When you reach the entries below, transcribe each one exactly as it stands.

▸ SOURCE DATA:

—————

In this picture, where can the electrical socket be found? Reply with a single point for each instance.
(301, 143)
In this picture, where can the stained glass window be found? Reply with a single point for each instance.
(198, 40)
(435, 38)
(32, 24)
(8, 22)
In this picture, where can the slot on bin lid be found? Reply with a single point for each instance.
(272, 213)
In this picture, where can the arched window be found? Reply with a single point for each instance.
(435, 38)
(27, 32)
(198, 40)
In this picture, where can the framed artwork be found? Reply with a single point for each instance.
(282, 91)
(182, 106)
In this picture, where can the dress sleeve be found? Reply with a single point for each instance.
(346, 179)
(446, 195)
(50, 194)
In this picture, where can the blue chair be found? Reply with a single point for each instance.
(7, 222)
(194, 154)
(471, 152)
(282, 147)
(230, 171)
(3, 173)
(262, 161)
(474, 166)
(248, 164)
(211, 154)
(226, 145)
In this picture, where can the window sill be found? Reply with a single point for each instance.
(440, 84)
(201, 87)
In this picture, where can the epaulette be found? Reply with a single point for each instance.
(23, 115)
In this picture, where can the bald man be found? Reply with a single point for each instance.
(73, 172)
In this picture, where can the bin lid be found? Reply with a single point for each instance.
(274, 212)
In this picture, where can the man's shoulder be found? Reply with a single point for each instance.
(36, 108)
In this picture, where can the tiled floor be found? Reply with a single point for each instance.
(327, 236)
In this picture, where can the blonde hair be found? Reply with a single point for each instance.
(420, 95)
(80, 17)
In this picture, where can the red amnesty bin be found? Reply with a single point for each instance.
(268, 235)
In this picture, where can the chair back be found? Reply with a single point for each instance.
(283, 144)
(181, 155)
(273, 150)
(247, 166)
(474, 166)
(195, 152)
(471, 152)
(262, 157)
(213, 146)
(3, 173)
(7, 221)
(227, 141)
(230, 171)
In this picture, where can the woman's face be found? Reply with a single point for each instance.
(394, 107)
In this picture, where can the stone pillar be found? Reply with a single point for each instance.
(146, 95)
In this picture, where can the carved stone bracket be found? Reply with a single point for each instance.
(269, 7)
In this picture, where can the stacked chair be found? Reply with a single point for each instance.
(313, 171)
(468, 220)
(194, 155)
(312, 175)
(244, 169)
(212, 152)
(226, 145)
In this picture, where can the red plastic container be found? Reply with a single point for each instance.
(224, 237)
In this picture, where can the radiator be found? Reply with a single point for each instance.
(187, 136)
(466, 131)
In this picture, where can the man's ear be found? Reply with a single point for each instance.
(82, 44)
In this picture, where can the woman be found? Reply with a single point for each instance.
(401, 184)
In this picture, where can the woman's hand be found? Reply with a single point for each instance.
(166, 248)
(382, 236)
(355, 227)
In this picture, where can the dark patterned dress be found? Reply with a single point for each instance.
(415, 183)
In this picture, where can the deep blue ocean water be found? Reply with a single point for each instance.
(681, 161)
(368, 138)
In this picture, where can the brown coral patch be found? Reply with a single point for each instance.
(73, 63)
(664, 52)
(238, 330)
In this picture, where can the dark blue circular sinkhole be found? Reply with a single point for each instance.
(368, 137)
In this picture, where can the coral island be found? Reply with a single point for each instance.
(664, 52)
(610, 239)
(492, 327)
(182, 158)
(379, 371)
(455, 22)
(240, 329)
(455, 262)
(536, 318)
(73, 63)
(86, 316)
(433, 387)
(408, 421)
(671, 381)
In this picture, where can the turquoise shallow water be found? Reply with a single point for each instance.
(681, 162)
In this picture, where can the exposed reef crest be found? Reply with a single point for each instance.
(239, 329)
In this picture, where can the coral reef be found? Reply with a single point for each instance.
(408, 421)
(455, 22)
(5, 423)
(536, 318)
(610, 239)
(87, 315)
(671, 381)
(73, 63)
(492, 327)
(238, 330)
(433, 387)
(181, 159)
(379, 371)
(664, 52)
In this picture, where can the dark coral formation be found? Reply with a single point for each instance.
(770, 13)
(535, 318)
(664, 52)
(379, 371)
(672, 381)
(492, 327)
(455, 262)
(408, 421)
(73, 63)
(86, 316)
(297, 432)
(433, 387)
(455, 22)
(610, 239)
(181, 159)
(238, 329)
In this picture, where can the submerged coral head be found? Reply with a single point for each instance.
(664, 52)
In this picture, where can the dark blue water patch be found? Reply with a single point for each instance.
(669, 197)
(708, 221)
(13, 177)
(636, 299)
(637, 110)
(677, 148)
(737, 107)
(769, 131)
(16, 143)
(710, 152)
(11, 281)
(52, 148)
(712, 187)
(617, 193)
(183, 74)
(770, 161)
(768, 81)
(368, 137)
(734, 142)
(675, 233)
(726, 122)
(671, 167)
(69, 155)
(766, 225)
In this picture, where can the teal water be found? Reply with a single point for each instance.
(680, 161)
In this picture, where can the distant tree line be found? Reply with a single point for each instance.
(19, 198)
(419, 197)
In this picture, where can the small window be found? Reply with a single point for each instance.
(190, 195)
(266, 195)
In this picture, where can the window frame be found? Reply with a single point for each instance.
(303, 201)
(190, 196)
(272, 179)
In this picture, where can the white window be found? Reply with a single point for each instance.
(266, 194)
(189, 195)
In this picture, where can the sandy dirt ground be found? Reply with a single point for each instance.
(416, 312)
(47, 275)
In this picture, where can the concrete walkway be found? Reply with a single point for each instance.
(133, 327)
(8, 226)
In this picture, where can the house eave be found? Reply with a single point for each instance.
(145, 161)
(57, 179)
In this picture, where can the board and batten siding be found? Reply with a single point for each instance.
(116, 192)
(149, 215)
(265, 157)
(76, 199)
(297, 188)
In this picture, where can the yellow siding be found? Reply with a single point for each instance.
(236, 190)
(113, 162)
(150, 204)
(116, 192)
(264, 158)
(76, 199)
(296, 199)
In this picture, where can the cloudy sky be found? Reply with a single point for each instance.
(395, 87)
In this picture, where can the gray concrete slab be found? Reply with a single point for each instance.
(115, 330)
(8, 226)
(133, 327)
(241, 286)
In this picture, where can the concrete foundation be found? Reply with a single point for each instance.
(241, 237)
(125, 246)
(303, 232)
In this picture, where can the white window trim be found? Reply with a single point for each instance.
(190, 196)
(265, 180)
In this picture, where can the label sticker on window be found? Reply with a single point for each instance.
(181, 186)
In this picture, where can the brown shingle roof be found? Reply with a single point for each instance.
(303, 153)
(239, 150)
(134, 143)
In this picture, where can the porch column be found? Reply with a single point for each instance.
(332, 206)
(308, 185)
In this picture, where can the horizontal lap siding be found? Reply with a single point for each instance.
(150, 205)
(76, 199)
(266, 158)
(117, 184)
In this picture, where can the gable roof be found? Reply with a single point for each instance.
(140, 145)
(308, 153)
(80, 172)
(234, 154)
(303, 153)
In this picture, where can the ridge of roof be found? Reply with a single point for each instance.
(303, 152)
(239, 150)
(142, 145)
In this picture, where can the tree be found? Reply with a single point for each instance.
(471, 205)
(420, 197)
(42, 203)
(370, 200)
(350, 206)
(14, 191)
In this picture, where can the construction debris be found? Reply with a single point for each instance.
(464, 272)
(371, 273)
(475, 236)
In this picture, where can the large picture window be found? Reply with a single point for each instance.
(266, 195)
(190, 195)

—————

▸ WORKED SOLUTION:
In this picture, where can the electrical socket be found? Reply with a single point for each instance.
(301, 143)
In this picture, where can the stained glass window be found? Reply with a single point for each instance.
(198, 40)
(435, 38)
(32, 24)
(8, 22)
In this picture, where can the slot on bin lid be found? Reply with a single point for each instance.
(272, 213)
In this picture, where can the arched window be found? Reply with a single point for each instance.
(435, 38)
(27, 32)
(198, 40)
In this picture, where can the framed artwork be found? Reply with a single point for each instance.
(282, 91)
(182, 106)
In this picture, where can the dress sleeve be found? Reply with a single point for each instance.
(346, 179)
(446, 195)
(50, 194)
In this picture, where can the blue chair be found? Reply with a single point for each instance.
(7, 222)
(194, 154)
(471, 152)
(282, 147)
(230, 171)
(3, 173)
(262, 161)
(474, 166)
(248, 164)
(211, 154)
(226, 145)
In this picture, where can the window sill be found? Reply with a single point for each instance.
(440, 84)
(201, 87)
In this picture, where can the epaulette be found? Reply with a single point for each instance.
(23, 115)
In this picture, where can the bald man be found? Reply with a single point for each instance.
(73, 172)
In this picture, where can the bin lid be found? Reply with a single point for each instance.
(274, 212)
In this picture, where can the man's shoulder be found? Reply with a single point for each instance.
(36, 108)
In this picture, where can the tiled floor be found? Reply with a single point for each instance.
(327, 236)
In this picture, where can the blonde hair be found? Reply with a single point for each instance.
(420, 95)
(80, 17)
In this picture, where can the red amnesty bin be found? Reply with a single point for each instance.
(268, 235)
In this picture, where can the chair back be found? Reply with a single point for each instance.
(283, 144)
(181, 155)
(273, 150)
(247, 166)
(474, 166)
(195, 152)
(471, 152)
(262, 157)
(213, 146)
(3, 173)
(7, 221)
(227, 141)
(230, 171)
In this picture, where can the woman's face be found? Reply with a single point for each instance.
(394, 107)
In this picture, where can the stone pillar be found? Reply with a single point for each instance.
(146, 95)
In this picture, where can the carved stone bracket be found? Reply with a single point for each instance.
(269, 7)
In this picture, where can the stacked chair be found? Reply with a single point for each instance.
(313, 171)
(468, 220)
(194, 155)
(312, 175)
(244, 169)
(212, 152)
(226, 145)
In this picture, where can the red plastic container be found? Reply with a single point for each instance.
(224, 237)
In this picture, where can the radiator be found? Reply with a single point for each instance.
(187, 136)
(466, 131)
In this picture, where can the man's ear be found? Reply with a single point for each instance.
(82, 44)
In this picture, where can the woman be found? Reply with a single point for each instance.
(401, 184)
In this picture, where can the woman's hand be found? Reply with a single point for each instance.
(166, 248)
(382, 236)
(355, 227)
In this picture, where can the dark patterned dress be found? Reply with a single point for each instance.
(415, 183)
In this picture, where can the deep blue ocean water be found? Reply with a single point for each instance.
(681, 161)
(368, 138)
In this picture, where can the brown coral patch be found? Reply with a single point for each instance.
(73, 63)
(664, 52)
(238, 330)
In this picture, where can the dark blue circular sinkhole be found? Reply with a single point for each instance.
(368, 137)
In this picture, where can the coral island be found? Reply with a single point for each instance.
(664, 52)
(610, 239)
(492, 327)
(182, 158)
(379, 371)
(455, 22)
(240, 329)
(455, 262)
(536, 318)
(73, 63)
(86, 316)
(433, 387)
(408, 421)
(671, 381)
In this picture, where can the turquoise shallow water be found? Reply with a single point for each instance.
(681, 162)
In this picture, where can the exposed reef crest be found? Reply with a single point for each instance.
(239, 329)
In this picture, where can the coral reef be found? Reply with a single point for each instance.
(408, 421)
(455, 22)
(5, 423)
(536, 318)
(610, 239)
(87, 315)
(671, 381)
(73, 63)
(492, 327)
(238, 330)
(433, 387)
(181, 159)
(379, 371)
(664, 52)
In this picture, where can the dark coral formation be found? Reply with a single point for each instance.
(770, 13)
(535, 318)
(664, 52)
(379, 371)
(672, 381)
(492, 327)
(455, 262)
(408, 421)
(73, 63)
(86, 316)
(297, 432)
(433, 387)
(455, 22)
(610, 239)
(181, 159)
(238, 329)
In this picture, where can the submerged coral head be found? Reply with a single point for each instance.
(664, 52)
In this picture, where can the dark blue water patch be found? Reply with a single point for each instance.
(669, 197)
(708, 221)
(13, 177)
(636, 299)
(637, 110)
(677, 148)
(737, 107)
(769, 131)
(16, 143)
(710, 152)
(11, 281)
(52, 148)
(712, 187)
(617, 193)
(183, 74)
(770, 161)
(768, 81)
(368, 137)
(734, 142)
(675, 233)
(726, 122)
(671, 167)
(69, 155)
(766, 225)
In this picture, where can the teal water be found? Reply with a single point for each instance.
(680, 161)
In this picture, where can the distant tree line be found? Reply with a single point for each instance.
(19, 198)
(419, 197)
In this picture, where can the small window be found? Reply with a single point for each instance.
(190, 195)
(266, 195)
In this picture, where can the window frame be found? Reply with a single point for each instance.
(303, 201)
(190, 196)
(272, 179)
In this picture, where can the white window be found? Reply with a single point for each instance.
(266, 194)
(189, 195)
In this picture, where can the sandy dirt ground be found? Reply with a single point for each instance.
(416, 312)
(47, 275)
In this picture, where can the concrete walkway be found? Reply with a single point for each instance.
(133, 327)
(8, 226)
In this picture, where can the house eave be found? Reply with a single point for each instance.
(145, 161)
(57, 179)
In this picture, where can the board and batten siding be found? Reply with a single point for each instance.
(116, 192)
(149, 215)
(265, 157)
(76, 199)
(297, 188)
In this picture, where can the yellow siding be found? Reply with a single point for each instance.
(236, 190)
(113, 162)
(150, 204)
(116, 192)
(264, 158)
(76, 199)
(296, 199)
In this picture, where can the cloudy sky be found? Reply with a single point for each instance.
(395, 87)
In this picture, where can the gray concrete slab be found? Reply with a single point for each instance.
(115, 330)
(8, 226)
(133, 327)
(241, 286)
In this picture, where can the concrete foundation be found? Reply with a single point for each instance.
(241, 237)
(125, 246)
(303, 232)
In this picture, where can the white window trim be found? Reply with a single point for each instance.
(190, 196)
(265, 180)
In this picture, where can the label sticker on window be found? Reply with a single point for each instance.
(181, 186)
In this picture, where can the brown shingle roof be found? Reply with a single point for each instance.
(303, 153)
(239, 150)
(134, 143)
In this picture, where can the porch column be found? Reply with a single point for each instance.
(332, 206)
(308, 185)
In this picture, where can the horizontal lap siding be found? Reply with a single point for each instance.
(150, 205)
(76, 199)
(266, 158)
(117, 184)
In this picture, where can the gable roof be found? Reply with a single point for each instance.
(140, 145)
(308, 153)
(80, 172)
(234, 154)
(303, 153)
In this picture, where can the ridge of roof be found? Reply with a single point for each instance.
(303, 152)
(239, 150)
(142, 145)
In this picture, where can the tree be found? Reply with a single point for each instance.
(471, 205)
(420, 197)
(42, 203)
(370, 200)
(350, 206)
(14, 191)
In this picture, where can the construction debris be found? Reply with a single point for each instance.
(464, 272)
(371, 273)
(475, 236)
In this picture, where can the large picture window be found? Reply with a single point for each instance.
(266, 195)
(190, 195)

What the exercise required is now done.